**Task brief:** Identify each line in the records below that contains the word "child" and copy all of those lines.

— BEGIN —

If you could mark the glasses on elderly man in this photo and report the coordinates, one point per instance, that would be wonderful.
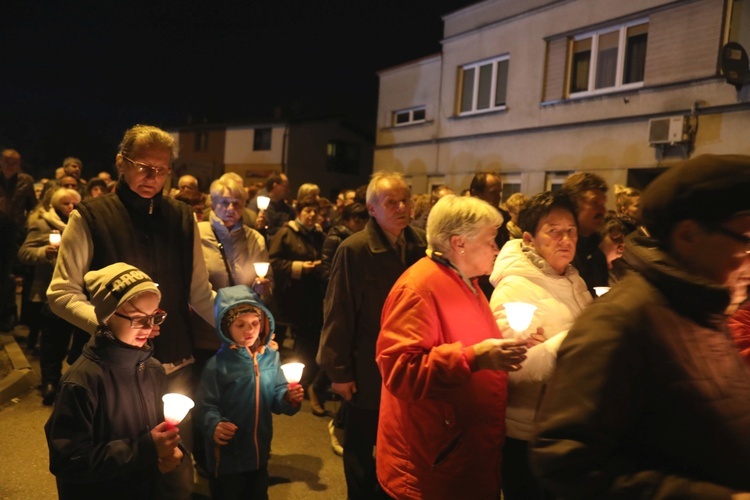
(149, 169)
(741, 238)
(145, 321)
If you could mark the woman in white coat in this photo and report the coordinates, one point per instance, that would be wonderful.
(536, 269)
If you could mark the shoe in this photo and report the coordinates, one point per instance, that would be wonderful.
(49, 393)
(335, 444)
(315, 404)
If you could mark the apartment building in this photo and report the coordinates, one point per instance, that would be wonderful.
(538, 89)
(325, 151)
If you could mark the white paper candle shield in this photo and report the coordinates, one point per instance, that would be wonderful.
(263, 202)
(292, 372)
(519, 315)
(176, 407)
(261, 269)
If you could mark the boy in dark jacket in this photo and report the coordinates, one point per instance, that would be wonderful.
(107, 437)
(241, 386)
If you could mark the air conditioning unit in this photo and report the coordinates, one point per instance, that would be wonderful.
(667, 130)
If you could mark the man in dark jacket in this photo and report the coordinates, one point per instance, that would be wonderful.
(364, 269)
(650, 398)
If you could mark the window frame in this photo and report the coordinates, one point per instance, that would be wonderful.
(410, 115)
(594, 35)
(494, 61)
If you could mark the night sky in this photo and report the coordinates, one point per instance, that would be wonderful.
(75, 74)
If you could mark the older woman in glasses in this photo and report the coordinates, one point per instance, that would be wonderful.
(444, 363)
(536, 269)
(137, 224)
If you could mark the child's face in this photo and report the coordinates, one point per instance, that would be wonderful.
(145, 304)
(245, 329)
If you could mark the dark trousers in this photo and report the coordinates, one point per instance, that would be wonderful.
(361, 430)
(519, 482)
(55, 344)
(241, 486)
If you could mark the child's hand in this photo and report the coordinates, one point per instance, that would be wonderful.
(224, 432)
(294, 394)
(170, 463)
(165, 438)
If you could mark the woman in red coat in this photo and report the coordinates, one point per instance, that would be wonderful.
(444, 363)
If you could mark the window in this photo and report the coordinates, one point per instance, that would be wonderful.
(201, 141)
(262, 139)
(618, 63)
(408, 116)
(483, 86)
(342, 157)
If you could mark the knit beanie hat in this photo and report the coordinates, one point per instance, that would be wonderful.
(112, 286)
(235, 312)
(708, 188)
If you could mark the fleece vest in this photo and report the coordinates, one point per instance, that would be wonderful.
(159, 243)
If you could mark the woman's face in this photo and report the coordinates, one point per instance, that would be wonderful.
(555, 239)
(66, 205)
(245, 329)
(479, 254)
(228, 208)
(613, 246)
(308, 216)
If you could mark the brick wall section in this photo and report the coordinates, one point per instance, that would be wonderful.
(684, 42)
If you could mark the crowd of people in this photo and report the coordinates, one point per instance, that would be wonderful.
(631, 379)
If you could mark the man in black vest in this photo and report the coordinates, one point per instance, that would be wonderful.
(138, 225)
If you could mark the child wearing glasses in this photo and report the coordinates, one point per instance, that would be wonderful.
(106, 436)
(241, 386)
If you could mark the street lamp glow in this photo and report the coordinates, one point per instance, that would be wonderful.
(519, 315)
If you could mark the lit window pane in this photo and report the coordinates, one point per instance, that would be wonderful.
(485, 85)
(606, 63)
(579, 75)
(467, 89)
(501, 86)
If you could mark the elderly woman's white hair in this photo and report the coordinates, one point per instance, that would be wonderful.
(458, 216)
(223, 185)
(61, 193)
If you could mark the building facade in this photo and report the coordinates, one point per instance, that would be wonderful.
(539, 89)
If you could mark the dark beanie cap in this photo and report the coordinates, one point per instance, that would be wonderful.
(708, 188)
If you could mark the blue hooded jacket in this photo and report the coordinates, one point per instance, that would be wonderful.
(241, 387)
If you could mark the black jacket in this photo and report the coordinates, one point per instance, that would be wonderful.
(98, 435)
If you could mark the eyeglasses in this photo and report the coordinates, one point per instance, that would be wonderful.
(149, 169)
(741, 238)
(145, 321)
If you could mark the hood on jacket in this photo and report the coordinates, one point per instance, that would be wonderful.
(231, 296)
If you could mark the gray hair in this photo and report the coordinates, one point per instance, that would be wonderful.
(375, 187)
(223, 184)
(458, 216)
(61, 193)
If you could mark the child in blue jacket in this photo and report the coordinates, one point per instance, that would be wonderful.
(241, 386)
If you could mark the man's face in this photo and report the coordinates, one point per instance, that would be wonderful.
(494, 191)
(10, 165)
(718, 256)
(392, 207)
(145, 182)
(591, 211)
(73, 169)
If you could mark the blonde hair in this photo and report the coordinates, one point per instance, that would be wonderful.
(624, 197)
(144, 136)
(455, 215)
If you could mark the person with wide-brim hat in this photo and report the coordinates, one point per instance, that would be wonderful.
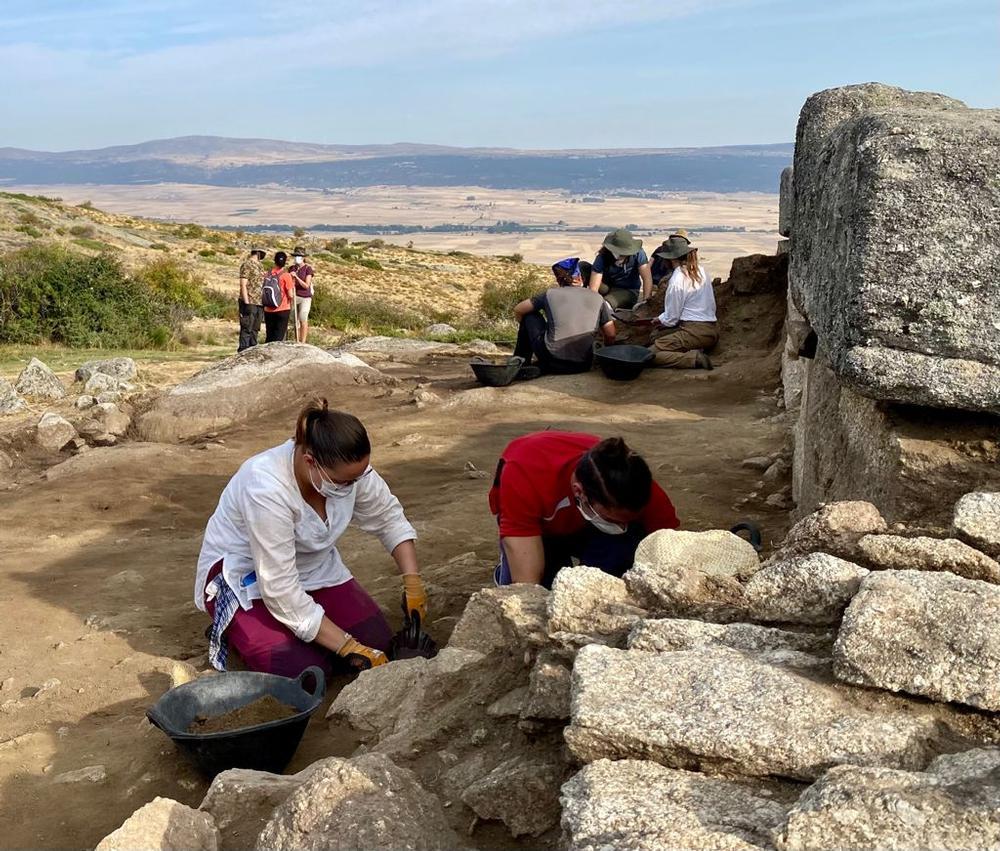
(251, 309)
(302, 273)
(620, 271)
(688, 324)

— END —
— BEGIN —

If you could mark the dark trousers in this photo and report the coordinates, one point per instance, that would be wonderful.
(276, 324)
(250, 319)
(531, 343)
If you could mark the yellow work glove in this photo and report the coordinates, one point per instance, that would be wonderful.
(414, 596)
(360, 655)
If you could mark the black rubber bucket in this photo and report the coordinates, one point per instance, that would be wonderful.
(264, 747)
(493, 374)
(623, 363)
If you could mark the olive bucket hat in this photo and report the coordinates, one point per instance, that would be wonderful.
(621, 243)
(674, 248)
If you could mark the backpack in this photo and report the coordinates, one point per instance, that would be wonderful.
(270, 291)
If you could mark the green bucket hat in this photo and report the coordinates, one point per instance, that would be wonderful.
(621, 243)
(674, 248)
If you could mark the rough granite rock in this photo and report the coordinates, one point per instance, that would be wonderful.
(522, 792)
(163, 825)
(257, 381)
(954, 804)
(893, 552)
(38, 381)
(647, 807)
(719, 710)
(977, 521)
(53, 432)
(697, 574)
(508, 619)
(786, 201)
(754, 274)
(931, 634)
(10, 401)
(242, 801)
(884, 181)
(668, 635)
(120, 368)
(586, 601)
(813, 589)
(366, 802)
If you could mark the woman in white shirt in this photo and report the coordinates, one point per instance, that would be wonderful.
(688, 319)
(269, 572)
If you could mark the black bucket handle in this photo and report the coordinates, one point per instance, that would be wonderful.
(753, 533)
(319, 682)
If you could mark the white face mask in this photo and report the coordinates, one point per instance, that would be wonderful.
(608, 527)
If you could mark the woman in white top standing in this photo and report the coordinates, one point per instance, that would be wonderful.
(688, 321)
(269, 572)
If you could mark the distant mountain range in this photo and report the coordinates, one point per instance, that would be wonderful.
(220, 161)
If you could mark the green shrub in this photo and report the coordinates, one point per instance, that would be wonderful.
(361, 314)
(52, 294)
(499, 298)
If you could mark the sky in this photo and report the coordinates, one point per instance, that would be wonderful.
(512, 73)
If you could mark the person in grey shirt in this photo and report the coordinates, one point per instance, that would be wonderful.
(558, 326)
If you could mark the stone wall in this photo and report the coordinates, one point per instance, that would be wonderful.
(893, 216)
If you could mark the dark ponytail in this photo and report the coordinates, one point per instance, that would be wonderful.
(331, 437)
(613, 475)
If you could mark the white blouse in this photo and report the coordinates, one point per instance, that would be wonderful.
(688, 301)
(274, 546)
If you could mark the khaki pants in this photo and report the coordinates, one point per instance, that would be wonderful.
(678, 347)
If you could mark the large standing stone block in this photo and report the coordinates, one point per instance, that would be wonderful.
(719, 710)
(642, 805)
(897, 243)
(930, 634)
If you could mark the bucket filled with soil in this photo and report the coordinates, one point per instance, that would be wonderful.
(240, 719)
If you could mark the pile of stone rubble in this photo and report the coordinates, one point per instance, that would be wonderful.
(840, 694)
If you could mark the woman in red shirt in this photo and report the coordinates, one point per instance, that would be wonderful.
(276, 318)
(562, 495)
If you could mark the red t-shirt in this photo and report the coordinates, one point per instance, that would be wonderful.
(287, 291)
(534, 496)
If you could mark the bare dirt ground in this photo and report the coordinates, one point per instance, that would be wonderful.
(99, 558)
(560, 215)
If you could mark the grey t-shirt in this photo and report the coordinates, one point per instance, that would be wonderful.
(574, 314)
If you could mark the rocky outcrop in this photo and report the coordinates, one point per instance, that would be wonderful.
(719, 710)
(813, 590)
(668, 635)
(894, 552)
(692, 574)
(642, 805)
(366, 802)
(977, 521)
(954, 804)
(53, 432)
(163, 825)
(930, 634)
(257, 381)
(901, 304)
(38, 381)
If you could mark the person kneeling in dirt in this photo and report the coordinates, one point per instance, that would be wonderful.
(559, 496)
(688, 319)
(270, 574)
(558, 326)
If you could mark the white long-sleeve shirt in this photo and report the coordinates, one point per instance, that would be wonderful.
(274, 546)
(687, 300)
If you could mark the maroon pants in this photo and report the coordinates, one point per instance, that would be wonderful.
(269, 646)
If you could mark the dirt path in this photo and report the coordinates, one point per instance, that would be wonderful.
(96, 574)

— END —

**Worked answer:**
If you could mark the child's face in this photo and report the coordinates, one point per instance, that would be wonderful.
If you could mark the child's hand in this photo and report the coordinates, one point per instance, that would be wonderful.
If you could mark the child wearing glasses in this photo and report the coordinates, one point per instance, that would be wonderful.
If you could mark the child in blue jacket in this photo and report the coordinates, one point per instance, that would be wonderful.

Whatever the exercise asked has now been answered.